Task material.
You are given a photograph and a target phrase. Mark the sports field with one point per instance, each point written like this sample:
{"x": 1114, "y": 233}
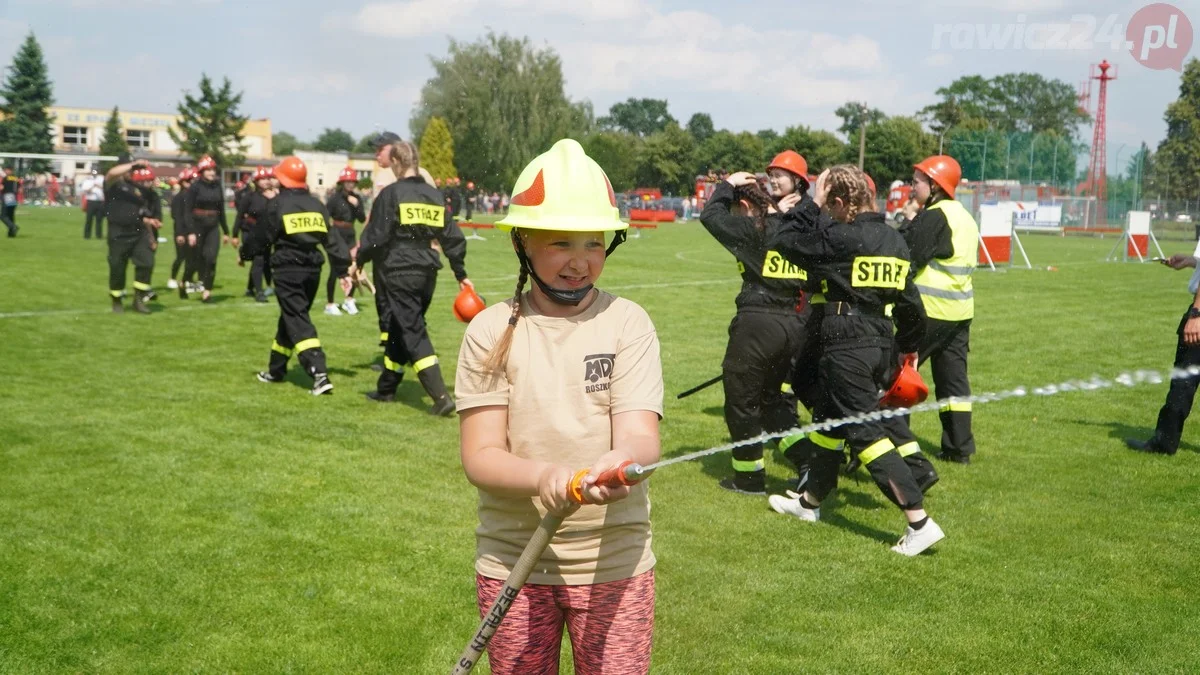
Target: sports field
{"x": 162, "y": 511}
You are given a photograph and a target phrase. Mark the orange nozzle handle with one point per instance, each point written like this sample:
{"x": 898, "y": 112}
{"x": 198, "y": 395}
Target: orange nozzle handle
{"x": 625, "y": 473}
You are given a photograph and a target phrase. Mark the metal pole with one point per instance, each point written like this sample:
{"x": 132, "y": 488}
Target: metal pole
{"x": 1008, "y": 153}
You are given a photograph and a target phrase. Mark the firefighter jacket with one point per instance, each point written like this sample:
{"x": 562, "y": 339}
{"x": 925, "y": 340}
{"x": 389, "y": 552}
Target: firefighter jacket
{"x": 405, "y": 220}
{"x": 768, "y": 280}
{"x": 126, "y": 203}
{"x": 204, "y": 207}
{"x": 294, "y": 225}
{"x": 343, "y": 213}
{"x": 864, "y": 267}
{"x": 945, "y": 276}
{"x": 251, "y": 210}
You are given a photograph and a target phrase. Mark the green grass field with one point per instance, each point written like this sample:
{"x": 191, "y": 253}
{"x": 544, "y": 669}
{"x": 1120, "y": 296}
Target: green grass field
{"x": 162, "y": 511}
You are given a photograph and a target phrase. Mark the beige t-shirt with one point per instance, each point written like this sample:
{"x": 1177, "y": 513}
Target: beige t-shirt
{"x": 565, "y": 378}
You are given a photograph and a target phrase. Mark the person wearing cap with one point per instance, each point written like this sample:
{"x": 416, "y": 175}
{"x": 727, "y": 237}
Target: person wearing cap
{"x": 769, "y": 326}
{"x": 94, "y": 211}
{"x": 406, "y": 219}
{"x": 346, "y": 208}
{"x": 382, "y": 142}
{"x": 945, "y": 243}
{"x": 559, "y": 377}
{"x": 292, "y": 230}
{"x": 9, "y": 201}
{"x": 865, "y": 267}
{"x": 252, "y": 209}
{"x": 135, "y": 214}
{"x": 203, "y": 214}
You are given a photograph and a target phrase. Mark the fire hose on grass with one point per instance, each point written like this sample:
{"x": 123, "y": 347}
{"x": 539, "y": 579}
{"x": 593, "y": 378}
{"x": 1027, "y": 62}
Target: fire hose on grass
{"x": 629, "y": 473}
{"x": 624, "y": 475}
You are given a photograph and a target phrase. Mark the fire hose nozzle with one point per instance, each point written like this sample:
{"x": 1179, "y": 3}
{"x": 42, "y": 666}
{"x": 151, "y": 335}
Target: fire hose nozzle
{"x": 623, "y": 475}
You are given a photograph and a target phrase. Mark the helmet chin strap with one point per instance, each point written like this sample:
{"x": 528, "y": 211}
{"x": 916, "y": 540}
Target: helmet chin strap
{"x": 571, "y": 298}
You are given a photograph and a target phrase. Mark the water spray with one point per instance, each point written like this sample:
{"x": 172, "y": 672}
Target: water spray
{"x": 629, "y": 473}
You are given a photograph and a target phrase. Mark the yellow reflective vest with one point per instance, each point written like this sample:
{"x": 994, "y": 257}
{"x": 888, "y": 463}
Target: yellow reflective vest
{"x": 945, "y": 284}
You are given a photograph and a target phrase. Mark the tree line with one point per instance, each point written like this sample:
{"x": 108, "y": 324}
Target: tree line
{"x": 498, "y": 101}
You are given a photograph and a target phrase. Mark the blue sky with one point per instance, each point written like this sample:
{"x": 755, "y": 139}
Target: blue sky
{"x": 751, "y": 65}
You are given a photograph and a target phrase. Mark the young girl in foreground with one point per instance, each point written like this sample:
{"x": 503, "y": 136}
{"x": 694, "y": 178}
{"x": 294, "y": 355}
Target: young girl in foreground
{"x": 561, "y": 377}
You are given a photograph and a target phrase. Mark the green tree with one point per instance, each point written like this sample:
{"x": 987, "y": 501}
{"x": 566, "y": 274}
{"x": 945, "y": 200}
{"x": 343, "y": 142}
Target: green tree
{"x": 640, "y": 117}
{"x": 113, "y": 143}
{"x": 365, "y": 145}
{"x": 730, "y": 151}
{"x": 28, "y": 95}
{"x": 893, "y": 145}
{"x": 334, "y": 141}
{"x": 210, "y": 124}
{"x": 1176, "y": 168}
{"x": 821, "y": 149}
{"x": 663, "y": 160}
{"x": 504, "y": 103}
{"x": 1011, "y": 103}
{"x": 437, "y": 149}
{"x": 853, "y": 114}
{"x": 617, "y": 153}
{"x": 283, "y": 144}
{"x": 700, "y": 126}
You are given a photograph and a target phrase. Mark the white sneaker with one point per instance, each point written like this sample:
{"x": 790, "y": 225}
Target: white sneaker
{"x": 916, "y": 541}
{"x": 791, "y": 506}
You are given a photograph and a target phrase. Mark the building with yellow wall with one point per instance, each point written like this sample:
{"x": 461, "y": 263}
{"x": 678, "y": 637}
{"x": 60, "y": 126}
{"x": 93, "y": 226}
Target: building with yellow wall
{"x": 78, "y": 132}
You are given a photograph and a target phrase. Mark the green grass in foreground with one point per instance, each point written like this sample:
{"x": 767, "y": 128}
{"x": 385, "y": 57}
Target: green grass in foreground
{"x": 161, "y": 511}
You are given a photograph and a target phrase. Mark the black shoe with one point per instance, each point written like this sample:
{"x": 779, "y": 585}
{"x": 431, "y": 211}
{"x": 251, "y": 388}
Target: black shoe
{"x": 1146, "y": 447}
{"x": 443, "y": 407}
{"x": 321, "y": 384}
{"x": 747, "y": 483}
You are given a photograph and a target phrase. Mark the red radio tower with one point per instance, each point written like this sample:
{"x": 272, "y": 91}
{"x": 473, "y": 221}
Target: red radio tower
{"x": 1097, "y": 174}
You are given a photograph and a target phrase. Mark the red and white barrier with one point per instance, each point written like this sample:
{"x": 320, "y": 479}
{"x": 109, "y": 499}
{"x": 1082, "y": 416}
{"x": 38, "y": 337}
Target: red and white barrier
{"x": 1135, "y": 239}
{"x": 997, "y": 236}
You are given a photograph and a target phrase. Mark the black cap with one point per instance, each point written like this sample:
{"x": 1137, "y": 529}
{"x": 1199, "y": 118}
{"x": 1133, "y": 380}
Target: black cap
{"x": 384, "y": 138}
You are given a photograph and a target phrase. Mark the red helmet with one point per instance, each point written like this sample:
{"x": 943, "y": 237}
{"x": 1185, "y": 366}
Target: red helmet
{"x": 943, "y": 171}
{"x": 907, "y": 389}
{"x": 791, "y": 161}
{"x": 467, "y": 305}
{"x": 292, "y": 172}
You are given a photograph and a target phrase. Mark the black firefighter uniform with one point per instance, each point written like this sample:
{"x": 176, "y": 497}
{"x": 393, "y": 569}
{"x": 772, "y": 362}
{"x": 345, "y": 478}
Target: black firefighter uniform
{"x": 945, "y": 244}
{"x": 406, "y": 217}
{"x": 295, "y": 225}
{"x": 865, "y": 267}
{"x": 766, "y": 333}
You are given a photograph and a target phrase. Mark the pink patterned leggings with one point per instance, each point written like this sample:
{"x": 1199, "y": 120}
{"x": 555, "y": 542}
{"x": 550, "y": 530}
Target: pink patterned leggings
{"x": 610, "y": 625}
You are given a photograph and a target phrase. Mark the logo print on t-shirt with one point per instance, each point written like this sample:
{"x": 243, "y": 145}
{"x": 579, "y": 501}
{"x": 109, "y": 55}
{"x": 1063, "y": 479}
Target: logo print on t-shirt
{"x": 597, "y": 368}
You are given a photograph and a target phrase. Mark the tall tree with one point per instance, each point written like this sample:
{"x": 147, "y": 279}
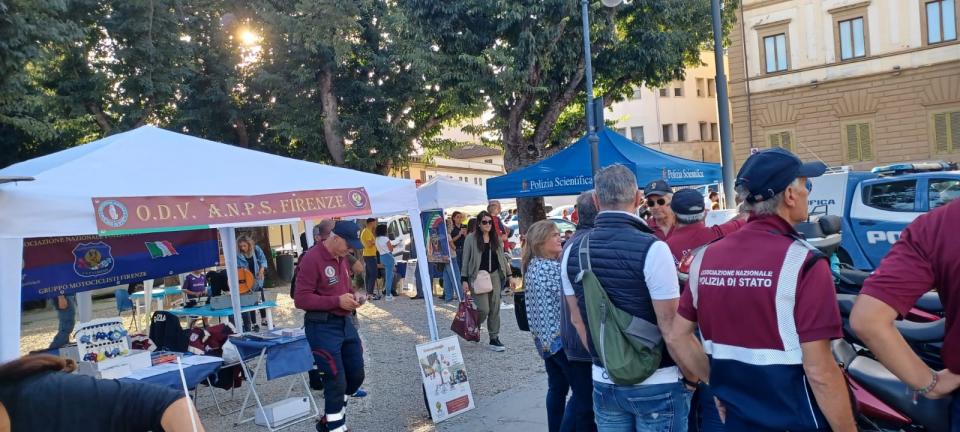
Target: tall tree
{"x": 525, "y": 60}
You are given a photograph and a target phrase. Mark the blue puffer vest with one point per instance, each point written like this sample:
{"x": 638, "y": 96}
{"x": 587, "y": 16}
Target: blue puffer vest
{"x": 618, "y": 249}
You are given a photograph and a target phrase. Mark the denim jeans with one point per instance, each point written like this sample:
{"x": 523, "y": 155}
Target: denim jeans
{"x": 370, "y": 274}
{"x": 575, "y": 414}
{"x": 704, "y": 412}
{"x": 67, "y": 319}
{"x": 339, "y": 357}
{"x": 641, "y": 408}
{"x": 388, "y": 269}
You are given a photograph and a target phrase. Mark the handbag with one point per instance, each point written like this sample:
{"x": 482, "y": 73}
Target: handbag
{"x": 465, "y": 323}
{"x": 483, "y": 283}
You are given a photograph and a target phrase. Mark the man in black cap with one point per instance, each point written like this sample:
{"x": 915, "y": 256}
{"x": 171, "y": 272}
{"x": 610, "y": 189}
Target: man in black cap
{"x": 323, "y": 289}
{"x": 659, "y": 195}
{"x": 767, "y": 310}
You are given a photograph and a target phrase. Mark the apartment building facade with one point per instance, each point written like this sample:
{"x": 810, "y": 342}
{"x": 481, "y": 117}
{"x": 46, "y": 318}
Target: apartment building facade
{"x": 851, "y": 82}
{"x": 680, "y": 118}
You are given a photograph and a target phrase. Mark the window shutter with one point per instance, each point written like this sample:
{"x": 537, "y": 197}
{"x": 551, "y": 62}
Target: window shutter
{"x": 940, "y": 138}
{"x": 853, "y": 149}
{"x": 786, "y": 141}
{"x": 866, "y": 142}
{"x": 955, "y": 131}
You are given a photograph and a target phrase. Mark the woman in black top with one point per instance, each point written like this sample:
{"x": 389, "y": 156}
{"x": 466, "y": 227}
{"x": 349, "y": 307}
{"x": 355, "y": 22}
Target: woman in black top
{"x": 483, "y": 252}
{"x": 37, "y": 393}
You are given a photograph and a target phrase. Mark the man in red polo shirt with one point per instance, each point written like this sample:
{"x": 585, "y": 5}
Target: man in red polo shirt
{"x": 767, "y": 310}
{"x": 926, "y": 256}
{"x": 324, "y": 290}
{"x": 662, "y": 220}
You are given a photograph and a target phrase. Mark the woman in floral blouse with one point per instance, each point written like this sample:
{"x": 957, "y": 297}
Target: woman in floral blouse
{"x": 541, "y": 281}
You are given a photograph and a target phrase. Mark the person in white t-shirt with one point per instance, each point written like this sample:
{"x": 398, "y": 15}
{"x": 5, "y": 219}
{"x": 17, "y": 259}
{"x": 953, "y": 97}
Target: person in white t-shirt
{"x": 385, "y": 249}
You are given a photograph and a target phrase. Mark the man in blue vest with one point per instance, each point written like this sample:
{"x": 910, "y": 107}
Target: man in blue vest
{"x": 638, "y": 273}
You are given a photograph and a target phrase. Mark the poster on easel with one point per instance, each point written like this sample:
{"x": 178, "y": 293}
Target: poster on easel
{"x": 445, "y": 378}
{"x": 436, "y": 235}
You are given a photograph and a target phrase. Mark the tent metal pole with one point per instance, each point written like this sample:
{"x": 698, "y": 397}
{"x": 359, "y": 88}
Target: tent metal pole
{"x": 424, "y": 269}
{"x": 228, "y": 237}
{"x": 11, "y": 267}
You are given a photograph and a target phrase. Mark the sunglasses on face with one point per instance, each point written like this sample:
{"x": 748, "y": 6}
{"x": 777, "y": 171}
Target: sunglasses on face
{"x": 655, "y": 202}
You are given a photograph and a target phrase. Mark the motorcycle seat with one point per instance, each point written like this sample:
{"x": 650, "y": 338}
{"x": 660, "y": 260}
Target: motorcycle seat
{"x": 930, "y": 302}
{"x": 880, "y": 382}
{"x": 922, "y": 332}
{"x": 852, "y": 276}
{"x": 845, "y": 303}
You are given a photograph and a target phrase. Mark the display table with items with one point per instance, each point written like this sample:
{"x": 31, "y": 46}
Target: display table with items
{"x": 157, "y": 294}
{"x": 277, "y": 354}
{"x": 196, "y": 369}
{"x": 209, "y": 311}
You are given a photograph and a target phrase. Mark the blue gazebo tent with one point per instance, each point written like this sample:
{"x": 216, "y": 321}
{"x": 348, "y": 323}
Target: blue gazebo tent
{"x": 568, "y": 171}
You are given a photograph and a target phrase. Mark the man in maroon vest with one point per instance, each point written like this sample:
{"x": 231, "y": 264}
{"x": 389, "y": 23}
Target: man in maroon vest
{"x": 767, "y": 310}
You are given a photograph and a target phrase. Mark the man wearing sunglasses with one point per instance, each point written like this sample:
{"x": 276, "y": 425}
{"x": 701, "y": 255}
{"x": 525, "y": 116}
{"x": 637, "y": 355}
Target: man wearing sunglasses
{"x": 663, "y": 220}
{"x": 767, "y": 310}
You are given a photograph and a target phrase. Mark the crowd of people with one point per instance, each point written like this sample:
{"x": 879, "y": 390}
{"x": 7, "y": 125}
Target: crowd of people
{"x": 744, "y": 345}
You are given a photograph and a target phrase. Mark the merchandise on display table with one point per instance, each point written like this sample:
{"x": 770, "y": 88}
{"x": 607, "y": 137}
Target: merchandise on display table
{"x": 103, "y": 350}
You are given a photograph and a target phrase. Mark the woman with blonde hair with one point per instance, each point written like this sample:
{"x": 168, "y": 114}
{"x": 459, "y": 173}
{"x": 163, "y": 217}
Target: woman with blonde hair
{"x": 540, "y": 263}
{"x": 252, "y": 258}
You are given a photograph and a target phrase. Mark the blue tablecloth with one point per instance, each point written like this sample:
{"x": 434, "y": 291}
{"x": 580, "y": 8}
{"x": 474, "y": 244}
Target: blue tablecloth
{"x": 206, "y": 311}
{"x": 194, "y": 374}
{"x": 285, "y": 355}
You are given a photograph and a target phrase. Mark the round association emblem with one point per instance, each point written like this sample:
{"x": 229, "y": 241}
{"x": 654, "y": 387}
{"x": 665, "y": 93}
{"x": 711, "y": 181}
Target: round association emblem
{"x": 112, "y": 213}
{"x": 358, "y": 198}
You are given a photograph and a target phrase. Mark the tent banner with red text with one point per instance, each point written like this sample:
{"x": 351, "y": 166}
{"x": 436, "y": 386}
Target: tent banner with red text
{"x": 129, "y": 215}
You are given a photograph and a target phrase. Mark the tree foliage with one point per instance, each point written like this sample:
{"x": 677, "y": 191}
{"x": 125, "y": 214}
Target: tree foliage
{"x": 525, "y": 57}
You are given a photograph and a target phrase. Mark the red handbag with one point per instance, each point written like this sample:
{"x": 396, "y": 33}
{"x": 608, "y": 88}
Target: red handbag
{"x": 465, "y": 323}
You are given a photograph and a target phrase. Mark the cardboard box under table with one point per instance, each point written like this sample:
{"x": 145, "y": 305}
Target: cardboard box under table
{"x": 277, "y": 356}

Exercise description.
Extract the closing run of lines, starting with the one containing "the tree foliage" and ending at the last, exactly as written.

Output for this exercise.
You are given a photograph and a target phrase. Mark the tree foliage with one point per instance, each point written like this sample:
{"x": 677, "y": 191}
{"x": 125, "y": 214}
Target: tree foliage
{"x": 525, "y": 57}
You are given a photograph and a target phrase. Mark the red handbag with one point per instance, each point written like this sample:
{"x": 396, "y": 33}
{"x": 608, "y": 88}
Target: red handbag
{"x": 465, "y": 323}
You are given a photograph and a target phrase. Mark the cardboard box under table with one point per instance, each point written like this sample:
{"x": 145, "y": 305}
Target: cardboard box under table
{"x": 277, "y": 356}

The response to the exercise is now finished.